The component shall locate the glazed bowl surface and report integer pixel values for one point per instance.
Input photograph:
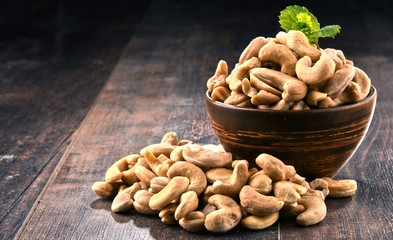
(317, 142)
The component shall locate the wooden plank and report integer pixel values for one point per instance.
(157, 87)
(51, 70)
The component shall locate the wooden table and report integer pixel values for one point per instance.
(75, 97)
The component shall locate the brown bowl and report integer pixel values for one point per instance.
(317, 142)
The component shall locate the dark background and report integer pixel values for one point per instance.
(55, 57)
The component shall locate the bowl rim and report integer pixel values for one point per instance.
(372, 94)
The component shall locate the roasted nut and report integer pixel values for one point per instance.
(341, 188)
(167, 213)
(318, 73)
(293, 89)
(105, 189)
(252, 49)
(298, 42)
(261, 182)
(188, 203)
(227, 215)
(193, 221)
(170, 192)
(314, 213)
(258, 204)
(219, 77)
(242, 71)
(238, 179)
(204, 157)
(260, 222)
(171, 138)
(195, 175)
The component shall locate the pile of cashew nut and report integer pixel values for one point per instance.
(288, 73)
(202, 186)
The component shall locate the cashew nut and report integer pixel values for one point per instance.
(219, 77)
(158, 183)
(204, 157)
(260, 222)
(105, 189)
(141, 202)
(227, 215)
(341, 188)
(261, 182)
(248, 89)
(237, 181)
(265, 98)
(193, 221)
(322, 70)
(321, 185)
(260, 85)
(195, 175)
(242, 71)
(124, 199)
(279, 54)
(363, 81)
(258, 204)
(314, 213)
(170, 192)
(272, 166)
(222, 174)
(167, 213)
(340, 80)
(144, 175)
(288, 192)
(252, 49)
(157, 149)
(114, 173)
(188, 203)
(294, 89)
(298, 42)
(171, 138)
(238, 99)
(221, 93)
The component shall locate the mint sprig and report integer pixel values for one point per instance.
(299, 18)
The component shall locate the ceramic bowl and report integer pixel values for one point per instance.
#####
## [AIM OF THE EXERCISE]
Without the pictures, give every line of the data again, exactly as written.

## [TASK SOLUTION]
The component shall locate the glazed bowl surface and report integer pixel values for one point per instance.
Input photograph:
(317, 142)
The component shall locate the wooden plank and report integer pixel values for one point per instance.
(157, 87)
(51, 70)
The component shall locate the wooden table and report integer pixel values for one point per instance.
(75, 97)
The component shall locate the brown bowl and report integer pixel values for one point per instance.
(317, 142)
The component shall locate the dark background and report integer pixel values for one point per instance.
(55, 57)
The component shall locate the bowl rim and report integer pixel values for one point per instance.
(372, 94)
The component shall locate the roasted nut and report integer pixel values for one point per instance.
(341, 188)
(167, 213)
(318, 73)
(293, 89)
(105, 189)
(252, 49)
(298, 42)
(261, 182)
(188, 203)
(227, 215)
(193, 221)
(170, 192)
(314, 213)
(258, 204)
(219, 77)
(242, 71)
(238, 179)
(204, 157)
(260, 222)
(171, 138)
(195, 175)
The component shall locate the pile of cashew nut and report integer pixel values for one point per instance.
(288, 73)
(202, 186)
The component shall locate the cashew nut and report integer pixel values for one point per instance.
(219, 77)
(158, 183)
(204, 157)
(260, 222)
(105, 189)
(141, 202)
(227, 215)
(341, 188)
(261, 182)
(248, 89)
(237, 181)
(265, 98)
(193, 221)
(322, 70)
(321, 185)
(260, 85)
(195, 175)
(242, 71)
(124, 199)
(279, 54)
(363, 81)
(258, 204)
(314, 213)
(170, 192)
(272, 166)
(222, 174)
(167, 213)
(340, 80)
(144, 175)
(288, 192)
(252, 49)
(157, 149)
(114, 173)
(188, 203)
(294, 89)
(298, 42)
(171, 138)
(238, 99)
(221, 93)
The component shall locate the mint sprig and report integer pixel values for one point per instance.
(299, 18)
The component shall locate the ceramic bowl and report integer pixel values for one point per instance.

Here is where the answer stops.